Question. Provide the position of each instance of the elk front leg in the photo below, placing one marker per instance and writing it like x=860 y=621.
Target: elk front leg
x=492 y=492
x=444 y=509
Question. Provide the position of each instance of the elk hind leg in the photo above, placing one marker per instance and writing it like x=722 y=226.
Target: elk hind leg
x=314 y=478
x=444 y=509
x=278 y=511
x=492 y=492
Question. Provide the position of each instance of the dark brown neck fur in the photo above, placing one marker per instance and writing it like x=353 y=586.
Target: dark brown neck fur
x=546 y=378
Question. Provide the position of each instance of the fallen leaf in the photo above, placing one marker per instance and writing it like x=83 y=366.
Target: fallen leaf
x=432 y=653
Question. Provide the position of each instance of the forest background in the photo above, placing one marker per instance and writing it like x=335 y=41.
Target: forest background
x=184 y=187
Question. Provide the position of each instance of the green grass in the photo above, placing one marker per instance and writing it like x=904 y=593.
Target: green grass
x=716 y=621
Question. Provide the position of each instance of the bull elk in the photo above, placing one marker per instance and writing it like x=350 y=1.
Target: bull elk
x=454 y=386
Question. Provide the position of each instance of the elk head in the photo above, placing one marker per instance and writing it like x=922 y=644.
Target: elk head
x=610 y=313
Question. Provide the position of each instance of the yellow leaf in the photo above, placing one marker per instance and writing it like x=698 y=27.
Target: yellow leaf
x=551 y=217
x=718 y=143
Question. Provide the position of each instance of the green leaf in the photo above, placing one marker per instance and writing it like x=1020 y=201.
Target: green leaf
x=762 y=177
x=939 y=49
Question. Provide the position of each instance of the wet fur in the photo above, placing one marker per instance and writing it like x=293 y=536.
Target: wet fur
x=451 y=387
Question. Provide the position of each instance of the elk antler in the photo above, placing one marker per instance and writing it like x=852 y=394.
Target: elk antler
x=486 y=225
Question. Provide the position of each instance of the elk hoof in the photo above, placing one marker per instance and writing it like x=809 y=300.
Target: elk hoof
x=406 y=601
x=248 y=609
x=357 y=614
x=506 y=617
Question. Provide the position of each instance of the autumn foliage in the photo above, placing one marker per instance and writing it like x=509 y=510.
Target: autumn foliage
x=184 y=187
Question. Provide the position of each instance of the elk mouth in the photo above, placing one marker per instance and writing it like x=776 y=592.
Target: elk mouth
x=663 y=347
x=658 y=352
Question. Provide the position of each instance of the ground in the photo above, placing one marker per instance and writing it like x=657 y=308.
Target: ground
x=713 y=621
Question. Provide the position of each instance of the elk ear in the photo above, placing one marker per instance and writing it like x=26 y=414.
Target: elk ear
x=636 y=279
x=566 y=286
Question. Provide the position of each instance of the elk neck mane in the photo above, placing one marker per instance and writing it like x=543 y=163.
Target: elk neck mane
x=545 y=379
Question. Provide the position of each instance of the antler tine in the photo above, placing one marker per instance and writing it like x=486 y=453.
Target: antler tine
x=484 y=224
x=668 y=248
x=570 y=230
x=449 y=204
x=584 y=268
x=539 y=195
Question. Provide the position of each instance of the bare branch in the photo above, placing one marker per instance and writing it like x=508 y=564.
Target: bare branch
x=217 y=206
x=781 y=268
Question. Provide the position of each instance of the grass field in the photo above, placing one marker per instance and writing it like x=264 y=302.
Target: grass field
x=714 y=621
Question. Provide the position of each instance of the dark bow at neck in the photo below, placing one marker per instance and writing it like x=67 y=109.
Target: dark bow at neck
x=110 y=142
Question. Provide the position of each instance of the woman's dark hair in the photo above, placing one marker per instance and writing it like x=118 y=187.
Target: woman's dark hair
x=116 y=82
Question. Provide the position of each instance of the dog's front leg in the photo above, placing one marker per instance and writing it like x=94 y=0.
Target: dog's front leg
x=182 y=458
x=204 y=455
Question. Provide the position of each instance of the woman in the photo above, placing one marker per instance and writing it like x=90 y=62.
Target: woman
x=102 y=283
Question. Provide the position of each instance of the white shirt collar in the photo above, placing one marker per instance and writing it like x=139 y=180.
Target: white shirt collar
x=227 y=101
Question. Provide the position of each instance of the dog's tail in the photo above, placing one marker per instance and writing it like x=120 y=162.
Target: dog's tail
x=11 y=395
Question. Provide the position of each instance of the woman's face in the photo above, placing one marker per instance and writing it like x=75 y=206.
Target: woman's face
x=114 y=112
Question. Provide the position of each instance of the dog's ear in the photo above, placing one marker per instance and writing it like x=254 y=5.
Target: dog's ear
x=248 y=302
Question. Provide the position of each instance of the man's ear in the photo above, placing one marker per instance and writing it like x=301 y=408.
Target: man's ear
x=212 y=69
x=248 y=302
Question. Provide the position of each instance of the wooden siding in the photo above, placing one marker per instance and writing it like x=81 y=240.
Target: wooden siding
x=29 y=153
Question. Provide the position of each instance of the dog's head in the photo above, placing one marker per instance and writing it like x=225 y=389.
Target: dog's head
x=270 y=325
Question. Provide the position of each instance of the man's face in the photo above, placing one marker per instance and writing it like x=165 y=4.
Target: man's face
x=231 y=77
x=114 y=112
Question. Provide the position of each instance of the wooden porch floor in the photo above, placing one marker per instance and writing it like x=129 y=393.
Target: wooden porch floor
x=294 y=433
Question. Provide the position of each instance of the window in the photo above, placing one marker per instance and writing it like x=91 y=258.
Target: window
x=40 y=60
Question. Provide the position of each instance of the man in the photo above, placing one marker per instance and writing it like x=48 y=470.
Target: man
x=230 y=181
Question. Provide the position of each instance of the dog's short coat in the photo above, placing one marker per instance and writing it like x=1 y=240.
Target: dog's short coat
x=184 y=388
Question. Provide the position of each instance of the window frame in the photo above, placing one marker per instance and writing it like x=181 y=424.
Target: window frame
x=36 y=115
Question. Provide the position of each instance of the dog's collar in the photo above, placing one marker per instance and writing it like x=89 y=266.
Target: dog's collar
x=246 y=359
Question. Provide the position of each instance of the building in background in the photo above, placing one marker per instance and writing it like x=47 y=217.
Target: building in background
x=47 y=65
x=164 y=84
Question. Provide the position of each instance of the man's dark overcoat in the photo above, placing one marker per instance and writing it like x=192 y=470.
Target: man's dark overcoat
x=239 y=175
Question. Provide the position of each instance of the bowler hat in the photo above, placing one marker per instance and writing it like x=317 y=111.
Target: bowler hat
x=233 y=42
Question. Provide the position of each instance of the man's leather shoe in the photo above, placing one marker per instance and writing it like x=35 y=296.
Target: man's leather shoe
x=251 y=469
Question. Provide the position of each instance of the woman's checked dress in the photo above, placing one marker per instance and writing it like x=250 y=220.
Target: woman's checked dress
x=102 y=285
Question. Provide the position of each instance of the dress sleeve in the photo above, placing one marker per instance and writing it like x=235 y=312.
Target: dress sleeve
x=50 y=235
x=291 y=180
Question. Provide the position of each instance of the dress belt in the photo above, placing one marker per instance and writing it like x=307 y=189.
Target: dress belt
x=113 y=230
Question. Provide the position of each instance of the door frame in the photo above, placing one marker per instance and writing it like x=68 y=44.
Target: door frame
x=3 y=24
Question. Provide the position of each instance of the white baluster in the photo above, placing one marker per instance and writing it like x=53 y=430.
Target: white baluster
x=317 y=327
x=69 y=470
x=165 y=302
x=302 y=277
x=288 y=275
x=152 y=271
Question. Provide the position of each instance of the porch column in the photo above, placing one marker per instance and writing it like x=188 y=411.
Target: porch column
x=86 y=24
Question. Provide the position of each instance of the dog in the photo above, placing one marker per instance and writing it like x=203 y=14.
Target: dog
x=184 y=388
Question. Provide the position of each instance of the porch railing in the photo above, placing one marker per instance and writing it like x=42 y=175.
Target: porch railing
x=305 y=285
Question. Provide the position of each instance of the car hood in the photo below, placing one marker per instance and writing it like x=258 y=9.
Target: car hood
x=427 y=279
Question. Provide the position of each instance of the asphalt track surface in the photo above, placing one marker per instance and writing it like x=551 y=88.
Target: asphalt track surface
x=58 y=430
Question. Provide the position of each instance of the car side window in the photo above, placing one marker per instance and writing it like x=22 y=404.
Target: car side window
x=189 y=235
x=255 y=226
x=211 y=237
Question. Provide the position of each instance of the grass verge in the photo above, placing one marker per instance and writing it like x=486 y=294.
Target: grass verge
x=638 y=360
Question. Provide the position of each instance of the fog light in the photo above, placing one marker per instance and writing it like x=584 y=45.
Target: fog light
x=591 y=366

====

Written instruction:
What are the lines from the one with "like x=188 y=411." through the last line of the records above? Quote them exactly and add nothing.

Exercise response:
Question. Provide the position of each instance of the porch column in the photo above, placing one marker per instance and writing it like x=188 y=411.
Target: porch column
x=86 y=24
Question. Provide the position of each instance of the dog in the photo above, placing one marker per instance and writing it like x=203 y=14.
Target: dog
x=184 y=388
Question. Provide the position of each instance of the porch railing in the photo above, placing one marker per instance and writing it like x=42 y=175.
Target: porch railing
x=305 y=285
Question. Provide the position of each instance of the car hood in the photo below, placing one marker per instance and writing it like x=258 y=9.
Target: car hood
x=427 y=279
Question. Provide the position of each instance of the asphalt track surface in the photo above, placing one marker per instance and writing it like x=551 y=88.
Target: asphalt track surface
x=58 y=430
Question. Provide the position of each instance of the car side window in the photo above, placing one marker per instance and writing it like x=22 y=404.
Target: car side window
x=189 y=235
x=255 y=226
x=211 y=237
Question. Provide the position of each instance of the grass verge in the photo above, placing one marker per instance and writing it like x=486 y=294.
Target: grass verge
x=638 y=360
Question. Provide the position of each instance of the fog light in the photo above, placing one marker per instance and writing it like x=584 y=45.
Target: fog light
x=591 y=366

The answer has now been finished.